## WHAT THE TASK REQUIRES
Each line of the entries that mentions the string "below" needs to be reported.

## RECORDS TO USE
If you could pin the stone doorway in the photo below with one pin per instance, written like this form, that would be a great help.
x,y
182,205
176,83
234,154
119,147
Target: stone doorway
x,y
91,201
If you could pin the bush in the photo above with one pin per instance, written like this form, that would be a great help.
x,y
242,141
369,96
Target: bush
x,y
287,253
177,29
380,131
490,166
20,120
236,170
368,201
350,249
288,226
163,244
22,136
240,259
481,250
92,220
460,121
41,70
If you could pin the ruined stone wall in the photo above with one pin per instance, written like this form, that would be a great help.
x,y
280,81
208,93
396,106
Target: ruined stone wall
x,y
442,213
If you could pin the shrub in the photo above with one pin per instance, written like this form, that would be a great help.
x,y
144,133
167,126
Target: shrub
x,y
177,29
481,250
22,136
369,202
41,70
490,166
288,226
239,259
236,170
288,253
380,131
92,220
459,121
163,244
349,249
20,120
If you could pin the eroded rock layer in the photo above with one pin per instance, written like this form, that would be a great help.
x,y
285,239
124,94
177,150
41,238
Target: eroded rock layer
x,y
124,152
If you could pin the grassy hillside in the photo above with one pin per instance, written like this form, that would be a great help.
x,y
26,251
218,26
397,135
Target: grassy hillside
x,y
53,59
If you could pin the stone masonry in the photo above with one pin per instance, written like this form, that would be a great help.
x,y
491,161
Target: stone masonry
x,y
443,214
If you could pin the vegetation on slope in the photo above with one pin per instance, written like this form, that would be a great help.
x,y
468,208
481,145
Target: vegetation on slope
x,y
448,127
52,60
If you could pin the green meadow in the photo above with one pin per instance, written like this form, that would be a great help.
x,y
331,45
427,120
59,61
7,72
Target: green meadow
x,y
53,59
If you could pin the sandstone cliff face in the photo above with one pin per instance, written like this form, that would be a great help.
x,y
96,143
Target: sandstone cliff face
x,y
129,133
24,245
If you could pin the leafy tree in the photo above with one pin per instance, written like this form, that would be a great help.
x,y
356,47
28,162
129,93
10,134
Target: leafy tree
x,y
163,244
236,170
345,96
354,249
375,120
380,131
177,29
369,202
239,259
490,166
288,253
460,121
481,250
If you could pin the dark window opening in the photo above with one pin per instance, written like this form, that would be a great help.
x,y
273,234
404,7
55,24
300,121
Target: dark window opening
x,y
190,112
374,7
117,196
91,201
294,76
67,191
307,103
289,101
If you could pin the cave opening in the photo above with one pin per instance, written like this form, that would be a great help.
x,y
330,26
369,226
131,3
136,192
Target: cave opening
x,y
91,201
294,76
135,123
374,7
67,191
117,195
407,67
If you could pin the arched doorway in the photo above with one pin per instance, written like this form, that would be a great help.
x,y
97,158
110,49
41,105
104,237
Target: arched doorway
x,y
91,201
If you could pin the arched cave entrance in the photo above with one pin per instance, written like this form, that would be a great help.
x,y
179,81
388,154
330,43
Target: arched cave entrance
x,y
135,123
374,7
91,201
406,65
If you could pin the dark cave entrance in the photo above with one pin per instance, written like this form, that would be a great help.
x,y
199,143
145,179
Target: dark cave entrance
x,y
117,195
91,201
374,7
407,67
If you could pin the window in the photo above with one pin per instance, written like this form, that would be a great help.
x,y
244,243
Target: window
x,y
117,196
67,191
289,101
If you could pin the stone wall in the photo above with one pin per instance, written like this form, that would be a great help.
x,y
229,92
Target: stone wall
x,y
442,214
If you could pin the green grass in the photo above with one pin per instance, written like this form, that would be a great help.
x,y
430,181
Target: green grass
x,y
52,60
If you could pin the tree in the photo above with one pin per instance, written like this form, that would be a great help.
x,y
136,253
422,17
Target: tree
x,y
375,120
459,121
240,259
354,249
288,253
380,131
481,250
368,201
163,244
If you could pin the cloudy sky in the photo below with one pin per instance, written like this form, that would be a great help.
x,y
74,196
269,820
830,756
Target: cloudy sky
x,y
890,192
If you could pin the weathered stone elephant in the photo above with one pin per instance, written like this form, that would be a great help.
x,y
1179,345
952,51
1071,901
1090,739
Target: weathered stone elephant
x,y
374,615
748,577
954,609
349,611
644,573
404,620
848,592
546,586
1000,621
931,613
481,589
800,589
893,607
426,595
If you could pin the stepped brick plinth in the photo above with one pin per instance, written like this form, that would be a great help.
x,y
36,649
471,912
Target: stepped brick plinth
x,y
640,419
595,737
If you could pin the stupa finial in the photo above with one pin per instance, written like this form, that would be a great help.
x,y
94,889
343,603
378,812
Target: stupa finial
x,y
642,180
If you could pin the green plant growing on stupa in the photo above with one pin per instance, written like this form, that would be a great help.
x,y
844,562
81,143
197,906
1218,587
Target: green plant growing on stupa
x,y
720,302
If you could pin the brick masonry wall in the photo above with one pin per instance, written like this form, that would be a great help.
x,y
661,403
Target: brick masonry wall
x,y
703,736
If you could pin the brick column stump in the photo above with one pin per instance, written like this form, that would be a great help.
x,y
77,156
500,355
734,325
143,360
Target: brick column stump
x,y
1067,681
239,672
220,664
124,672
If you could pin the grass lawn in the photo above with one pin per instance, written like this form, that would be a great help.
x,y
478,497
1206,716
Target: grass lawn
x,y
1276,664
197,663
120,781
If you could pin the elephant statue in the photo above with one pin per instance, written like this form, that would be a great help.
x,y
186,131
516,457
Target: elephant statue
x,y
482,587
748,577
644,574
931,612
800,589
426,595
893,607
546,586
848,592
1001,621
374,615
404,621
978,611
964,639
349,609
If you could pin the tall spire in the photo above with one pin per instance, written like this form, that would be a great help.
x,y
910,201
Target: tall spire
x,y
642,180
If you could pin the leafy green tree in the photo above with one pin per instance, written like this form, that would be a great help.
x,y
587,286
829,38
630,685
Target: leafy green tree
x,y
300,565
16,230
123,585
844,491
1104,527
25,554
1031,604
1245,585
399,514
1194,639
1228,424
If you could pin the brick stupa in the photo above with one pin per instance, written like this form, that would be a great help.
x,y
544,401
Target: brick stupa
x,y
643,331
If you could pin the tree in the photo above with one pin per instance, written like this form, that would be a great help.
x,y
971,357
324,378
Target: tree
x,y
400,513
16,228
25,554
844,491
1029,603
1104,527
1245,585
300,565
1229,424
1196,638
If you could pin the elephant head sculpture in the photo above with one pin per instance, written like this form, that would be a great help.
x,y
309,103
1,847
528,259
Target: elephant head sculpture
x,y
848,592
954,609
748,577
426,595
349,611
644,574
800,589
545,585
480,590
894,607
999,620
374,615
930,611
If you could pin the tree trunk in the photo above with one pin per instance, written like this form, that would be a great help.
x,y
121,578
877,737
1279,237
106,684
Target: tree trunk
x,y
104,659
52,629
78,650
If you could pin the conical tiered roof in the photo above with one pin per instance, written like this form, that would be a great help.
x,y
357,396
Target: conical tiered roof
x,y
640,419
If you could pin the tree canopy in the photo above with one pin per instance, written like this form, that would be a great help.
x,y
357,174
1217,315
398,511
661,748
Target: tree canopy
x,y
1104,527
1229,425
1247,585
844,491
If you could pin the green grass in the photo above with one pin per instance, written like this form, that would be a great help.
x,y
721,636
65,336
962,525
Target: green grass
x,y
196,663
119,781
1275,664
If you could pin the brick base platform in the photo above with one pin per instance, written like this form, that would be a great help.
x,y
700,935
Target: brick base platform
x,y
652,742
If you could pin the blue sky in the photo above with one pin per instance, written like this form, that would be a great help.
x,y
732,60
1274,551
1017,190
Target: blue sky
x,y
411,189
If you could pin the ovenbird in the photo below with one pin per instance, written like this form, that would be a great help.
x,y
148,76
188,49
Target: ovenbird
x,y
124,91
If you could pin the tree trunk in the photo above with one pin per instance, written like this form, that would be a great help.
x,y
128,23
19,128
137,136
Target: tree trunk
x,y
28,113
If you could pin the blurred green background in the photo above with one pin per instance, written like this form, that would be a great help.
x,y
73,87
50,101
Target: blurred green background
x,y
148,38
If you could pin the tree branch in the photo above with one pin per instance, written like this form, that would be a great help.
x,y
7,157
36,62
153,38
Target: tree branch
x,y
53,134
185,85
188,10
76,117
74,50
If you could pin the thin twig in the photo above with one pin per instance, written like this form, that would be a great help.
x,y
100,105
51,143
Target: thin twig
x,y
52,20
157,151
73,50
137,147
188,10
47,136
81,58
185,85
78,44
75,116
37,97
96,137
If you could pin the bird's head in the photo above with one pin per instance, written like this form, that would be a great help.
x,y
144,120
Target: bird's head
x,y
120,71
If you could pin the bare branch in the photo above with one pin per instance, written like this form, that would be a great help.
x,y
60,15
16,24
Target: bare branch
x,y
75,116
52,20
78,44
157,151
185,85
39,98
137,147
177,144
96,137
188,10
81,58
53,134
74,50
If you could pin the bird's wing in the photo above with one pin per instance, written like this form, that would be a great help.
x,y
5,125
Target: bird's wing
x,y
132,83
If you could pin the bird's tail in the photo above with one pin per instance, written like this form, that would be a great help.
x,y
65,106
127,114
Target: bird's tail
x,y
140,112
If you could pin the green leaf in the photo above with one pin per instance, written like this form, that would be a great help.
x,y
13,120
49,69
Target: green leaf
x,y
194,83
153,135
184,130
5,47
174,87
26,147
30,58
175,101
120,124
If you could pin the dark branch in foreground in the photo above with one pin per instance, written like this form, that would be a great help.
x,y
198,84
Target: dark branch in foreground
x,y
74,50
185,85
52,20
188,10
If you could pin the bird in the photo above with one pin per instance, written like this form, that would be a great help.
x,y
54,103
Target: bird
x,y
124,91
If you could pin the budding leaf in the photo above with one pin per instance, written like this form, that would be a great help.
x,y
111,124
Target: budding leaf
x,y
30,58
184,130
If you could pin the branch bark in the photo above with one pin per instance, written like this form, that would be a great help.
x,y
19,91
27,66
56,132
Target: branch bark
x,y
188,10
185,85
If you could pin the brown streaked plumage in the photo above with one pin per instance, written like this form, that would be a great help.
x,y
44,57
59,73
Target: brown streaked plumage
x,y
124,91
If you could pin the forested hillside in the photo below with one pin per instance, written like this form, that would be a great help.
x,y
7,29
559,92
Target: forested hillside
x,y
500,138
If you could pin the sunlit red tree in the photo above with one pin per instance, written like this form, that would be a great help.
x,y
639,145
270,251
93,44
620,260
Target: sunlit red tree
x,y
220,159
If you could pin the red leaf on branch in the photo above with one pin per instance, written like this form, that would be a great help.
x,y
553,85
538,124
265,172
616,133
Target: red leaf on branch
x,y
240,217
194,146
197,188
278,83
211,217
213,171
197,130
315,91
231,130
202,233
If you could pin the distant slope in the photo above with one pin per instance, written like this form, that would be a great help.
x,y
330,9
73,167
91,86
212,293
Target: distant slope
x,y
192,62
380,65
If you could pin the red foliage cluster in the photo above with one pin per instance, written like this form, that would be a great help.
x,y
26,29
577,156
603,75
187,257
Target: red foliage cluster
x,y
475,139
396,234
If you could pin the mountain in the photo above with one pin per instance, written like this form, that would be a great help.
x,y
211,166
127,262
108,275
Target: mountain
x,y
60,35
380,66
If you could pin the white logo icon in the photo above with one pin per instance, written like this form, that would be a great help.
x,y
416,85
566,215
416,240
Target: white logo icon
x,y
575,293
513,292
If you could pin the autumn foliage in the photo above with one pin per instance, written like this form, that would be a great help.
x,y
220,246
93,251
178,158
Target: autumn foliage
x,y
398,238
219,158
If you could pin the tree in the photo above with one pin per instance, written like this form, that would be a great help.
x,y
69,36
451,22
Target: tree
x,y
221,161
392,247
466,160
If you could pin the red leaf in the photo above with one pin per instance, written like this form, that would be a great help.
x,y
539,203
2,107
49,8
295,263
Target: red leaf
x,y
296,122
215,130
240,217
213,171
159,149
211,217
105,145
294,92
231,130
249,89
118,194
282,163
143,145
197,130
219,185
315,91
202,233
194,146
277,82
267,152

## EXPECTED ANSWER
If you could pin the stone doorway in the photo below with one pin per instance, written like this form, that would be a great help.
If you could pin the cloudy sky in the photo below with one pin per instance, written like this form, that would be a great help.
If you could pin the ovenbird in the photo below with one pin per instance, written like this form, that would be a great help.
If you could pin the forested hillside in the photo below with one pin per instance, written like this form, that would be a great help.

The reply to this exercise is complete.